Exercise requirements:
Reproduce exactly the lines from the one containing "Indicate the gray" through the last line of the records below, both included. Leave out any pictures.

Supplied entries:

#####

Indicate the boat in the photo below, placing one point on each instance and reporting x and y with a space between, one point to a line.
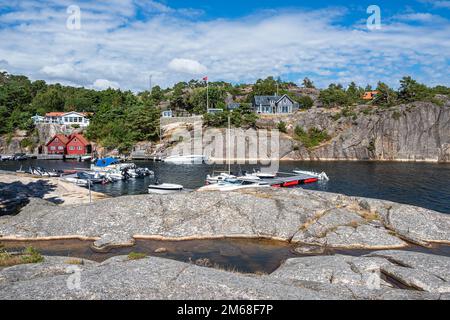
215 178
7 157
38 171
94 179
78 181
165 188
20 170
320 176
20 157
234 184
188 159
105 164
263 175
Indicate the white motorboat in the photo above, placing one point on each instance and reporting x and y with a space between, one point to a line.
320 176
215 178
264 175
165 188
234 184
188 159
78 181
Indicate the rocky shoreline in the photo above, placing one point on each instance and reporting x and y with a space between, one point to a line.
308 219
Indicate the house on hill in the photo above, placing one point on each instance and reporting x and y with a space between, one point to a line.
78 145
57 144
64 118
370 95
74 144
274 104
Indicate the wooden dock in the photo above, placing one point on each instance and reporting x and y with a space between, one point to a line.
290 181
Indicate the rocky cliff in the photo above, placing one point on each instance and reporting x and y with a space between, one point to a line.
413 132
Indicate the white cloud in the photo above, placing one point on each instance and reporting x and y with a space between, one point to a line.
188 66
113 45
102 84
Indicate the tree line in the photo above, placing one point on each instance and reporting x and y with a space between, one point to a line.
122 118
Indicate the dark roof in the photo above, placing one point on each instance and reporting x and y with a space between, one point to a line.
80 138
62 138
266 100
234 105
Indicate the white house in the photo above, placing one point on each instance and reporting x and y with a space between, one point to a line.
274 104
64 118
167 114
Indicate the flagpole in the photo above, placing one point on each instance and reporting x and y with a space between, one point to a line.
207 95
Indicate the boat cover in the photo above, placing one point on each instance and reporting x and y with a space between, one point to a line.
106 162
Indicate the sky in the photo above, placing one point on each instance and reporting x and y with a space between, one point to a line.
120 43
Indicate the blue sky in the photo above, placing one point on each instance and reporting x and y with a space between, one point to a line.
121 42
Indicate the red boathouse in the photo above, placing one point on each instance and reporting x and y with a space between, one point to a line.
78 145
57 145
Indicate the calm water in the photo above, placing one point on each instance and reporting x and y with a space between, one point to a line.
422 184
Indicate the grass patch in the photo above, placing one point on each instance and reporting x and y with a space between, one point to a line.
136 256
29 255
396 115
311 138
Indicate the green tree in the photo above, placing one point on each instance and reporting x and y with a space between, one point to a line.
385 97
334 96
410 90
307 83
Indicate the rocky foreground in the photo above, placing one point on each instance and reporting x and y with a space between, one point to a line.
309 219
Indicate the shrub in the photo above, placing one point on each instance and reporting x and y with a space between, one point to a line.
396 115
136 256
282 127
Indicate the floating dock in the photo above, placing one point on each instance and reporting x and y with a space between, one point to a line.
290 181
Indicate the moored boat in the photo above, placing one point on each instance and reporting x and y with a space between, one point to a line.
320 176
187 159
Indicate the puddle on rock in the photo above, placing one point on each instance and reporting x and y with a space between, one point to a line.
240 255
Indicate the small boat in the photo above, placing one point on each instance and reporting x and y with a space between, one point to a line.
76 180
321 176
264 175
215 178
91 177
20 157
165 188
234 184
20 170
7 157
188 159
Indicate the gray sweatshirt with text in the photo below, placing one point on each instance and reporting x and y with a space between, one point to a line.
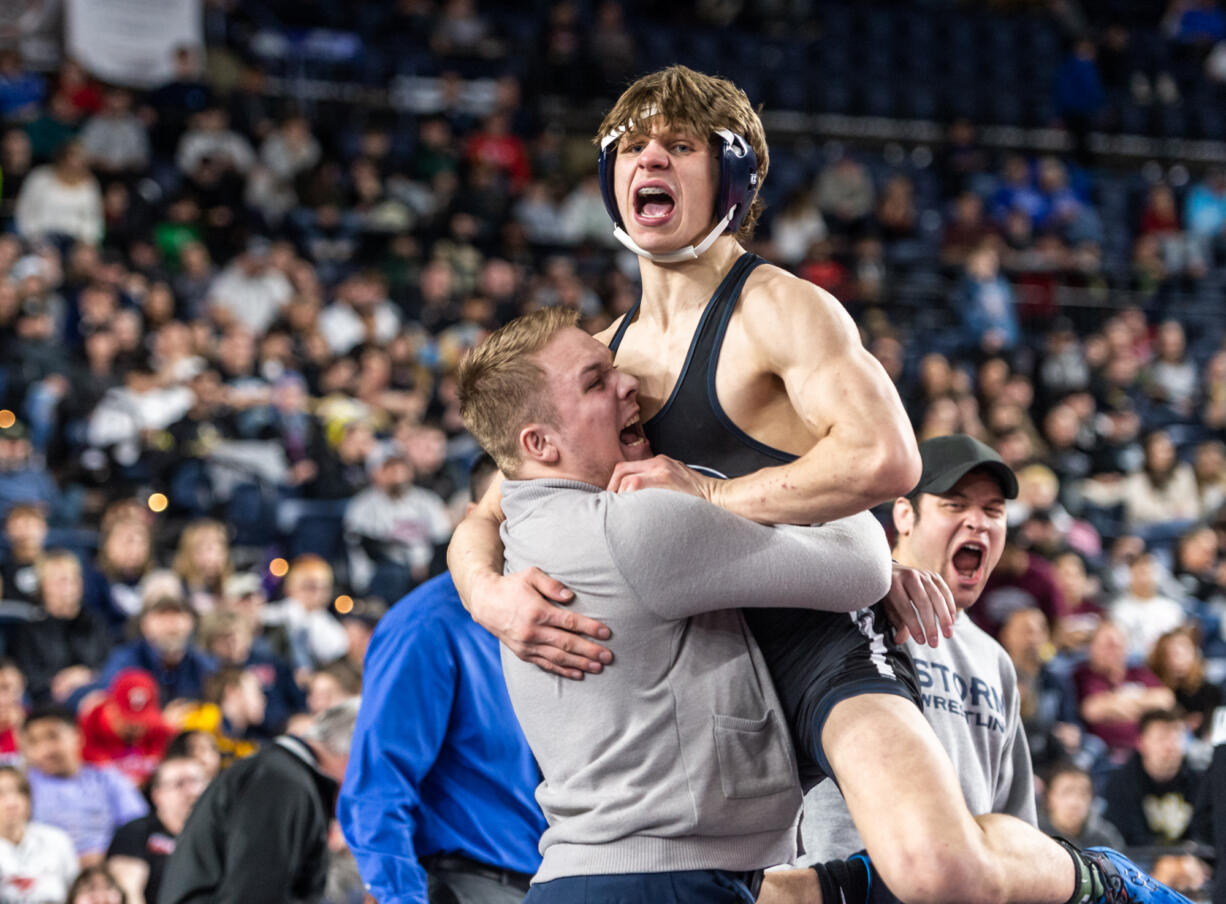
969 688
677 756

#####

Answer below:
Indicate the gray sweatshirt with text in the photo below, placing one point on each instance and reporting x and y with a space between, one point to a line.
969 688
677 756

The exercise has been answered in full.